◆ **EXERCISE TASK**: Count the rows below that contain the word "white" and give only that number.

◆ **DATA PROVIDED**:

================================

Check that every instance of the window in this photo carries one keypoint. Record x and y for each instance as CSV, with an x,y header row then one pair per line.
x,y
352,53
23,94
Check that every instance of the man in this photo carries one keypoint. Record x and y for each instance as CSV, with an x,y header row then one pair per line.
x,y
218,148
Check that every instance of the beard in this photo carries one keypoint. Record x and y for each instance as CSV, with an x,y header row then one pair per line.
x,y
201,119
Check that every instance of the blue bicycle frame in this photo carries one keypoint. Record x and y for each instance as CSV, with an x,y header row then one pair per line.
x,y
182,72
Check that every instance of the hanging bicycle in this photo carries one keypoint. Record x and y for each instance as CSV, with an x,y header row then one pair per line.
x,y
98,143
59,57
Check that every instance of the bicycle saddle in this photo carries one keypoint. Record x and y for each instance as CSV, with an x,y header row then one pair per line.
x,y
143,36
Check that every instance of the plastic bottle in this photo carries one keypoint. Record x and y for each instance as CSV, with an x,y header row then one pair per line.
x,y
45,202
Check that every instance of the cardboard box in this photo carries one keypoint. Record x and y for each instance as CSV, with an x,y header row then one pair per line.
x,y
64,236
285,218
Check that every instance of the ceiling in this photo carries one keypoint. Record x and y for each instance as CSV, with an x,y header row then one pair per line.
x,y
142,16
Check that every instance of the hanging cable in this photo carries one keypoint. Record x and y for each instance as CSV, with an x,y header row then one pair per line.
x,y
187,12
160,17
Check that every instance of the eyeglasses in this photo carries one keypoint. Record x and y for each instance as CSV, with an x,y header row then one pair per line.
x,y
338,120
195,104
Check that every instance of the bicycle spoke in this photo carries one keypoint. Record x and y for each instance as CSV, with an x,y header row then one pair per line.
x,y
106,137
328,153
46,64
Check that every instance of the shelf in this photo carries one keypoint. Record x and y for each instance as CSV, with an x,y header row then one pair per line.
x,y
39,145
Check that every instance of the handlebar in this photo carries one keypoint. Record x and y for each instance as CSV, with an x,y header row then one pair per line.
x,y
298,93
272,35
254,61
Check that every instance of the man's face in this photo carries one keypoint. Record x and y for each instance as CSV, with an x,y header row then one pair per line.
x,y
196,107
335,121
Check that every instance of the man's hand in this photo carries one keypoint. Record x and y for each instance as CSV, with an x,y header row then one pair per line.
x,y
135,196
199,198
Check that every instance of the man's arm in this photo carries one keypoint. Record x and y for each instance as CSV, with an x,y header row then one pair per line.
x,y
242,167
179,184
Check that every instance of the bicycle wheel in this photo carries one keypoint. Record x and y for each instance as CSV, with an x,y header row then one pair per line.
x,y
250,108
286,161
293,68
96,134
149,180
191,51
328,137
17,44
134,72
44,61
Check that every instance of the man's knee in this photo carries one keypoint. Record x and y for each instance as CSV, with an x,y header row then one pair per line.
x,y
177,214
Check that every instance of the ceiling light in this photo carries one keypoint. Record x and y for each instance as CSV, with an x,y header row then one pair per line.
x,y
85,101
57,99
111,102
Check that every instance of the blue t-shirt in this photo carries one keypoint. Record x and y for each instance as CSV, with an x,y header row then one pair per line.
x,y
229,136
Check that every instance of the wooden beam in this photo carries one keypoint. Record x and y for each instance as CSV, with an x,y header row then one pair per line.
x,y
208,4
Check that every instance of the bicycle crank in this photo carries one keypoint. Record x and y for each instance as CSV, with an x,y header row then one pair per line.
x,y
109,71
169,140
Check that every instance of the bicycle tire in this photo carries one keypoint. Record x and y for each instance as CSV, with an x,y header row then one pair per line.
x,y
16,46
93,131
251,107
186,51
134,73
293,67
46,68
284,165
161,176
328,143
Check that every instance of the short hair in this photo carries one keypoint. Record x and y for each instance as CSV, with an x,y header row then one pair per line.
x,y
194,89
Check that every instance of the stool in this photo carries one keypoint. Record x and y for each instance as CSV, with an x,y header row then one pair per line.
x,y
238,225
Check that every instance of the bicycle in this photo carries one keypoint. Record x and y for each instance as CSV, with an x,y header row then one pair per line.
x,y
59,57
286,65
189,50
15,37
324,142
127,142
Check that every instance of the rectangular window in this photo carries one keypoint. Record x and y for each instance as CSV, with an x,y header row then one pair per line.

================================

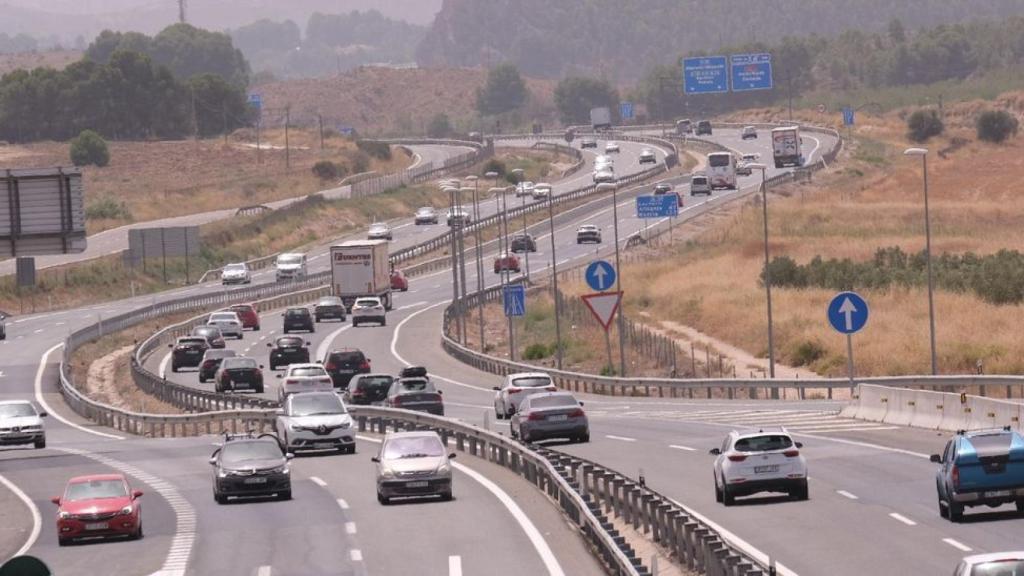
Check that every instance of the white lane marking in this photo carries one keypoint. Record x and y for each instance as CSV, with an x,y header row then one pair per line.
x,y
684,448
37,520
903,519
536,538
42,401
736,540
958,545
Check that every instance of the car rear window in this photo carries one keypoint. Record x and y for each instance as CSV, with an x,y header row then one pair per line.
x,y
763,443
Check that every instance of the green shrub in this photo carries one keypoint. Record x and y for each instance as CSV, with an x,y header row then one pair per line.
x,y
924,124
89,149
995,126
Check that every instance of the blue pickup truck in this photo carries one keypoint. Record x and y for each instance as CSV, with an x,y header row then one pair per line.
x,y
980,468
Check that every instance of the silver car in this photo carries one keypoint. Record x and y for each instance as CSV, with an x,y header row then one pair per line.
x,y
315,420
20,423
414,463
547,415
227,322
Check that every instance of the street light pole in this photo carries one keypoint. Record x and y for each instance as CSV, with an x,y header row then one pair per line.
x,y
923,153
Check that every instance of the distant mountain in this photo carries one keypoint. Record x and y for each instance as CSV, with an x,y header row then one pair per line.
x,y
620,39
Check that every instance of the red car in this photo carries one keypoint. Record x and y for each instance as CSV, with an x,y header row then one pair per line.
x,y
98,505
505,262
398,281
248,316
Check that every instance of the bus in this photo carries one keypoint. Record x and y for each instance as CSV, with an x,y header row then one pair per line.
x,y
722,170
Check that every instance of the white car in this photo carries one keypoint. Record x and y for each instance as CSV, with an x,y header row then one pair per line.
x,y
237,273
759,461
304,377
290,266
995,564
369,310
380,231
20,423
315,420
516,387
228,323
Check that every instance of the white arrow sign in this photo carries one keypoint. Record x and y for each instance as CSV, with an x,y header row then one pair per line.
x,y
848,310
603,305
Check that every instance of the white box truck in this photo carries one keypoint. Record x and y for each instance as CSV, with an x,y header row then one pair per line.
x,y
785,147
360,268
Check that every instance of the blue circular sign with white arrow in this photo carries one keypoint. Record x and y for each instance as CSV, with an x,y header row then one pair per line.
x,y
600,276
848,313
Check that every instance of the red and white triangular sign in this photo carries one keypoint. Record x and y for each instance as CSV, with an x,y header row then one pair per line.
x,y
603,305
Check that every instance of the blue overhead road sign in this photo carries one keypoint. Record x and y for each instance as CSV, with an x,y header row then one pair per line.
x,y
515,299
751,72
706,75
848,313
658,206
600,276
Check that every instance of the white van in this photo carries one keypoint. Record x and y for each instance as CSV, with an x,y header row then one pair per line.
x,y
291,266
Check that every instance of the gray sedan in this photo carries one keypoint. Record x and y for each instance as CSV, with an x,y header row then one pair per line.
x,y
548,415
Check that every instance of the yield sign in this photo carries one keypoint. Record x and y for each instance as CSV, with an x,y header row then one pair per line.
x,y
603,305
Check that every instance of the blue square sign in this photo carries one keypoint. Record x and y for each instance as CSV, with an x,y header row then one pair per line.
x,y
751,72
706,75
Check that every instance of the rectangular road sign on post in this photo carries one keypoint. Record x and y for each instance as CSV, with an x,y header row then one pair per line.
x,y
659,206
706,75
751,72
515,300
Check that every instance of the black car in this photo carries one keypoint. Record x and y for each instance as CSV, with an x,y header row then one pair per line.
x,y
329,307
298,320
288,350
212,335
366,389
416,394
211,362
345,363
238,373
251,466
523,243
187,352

================================

◆ **RESPONSE**: 7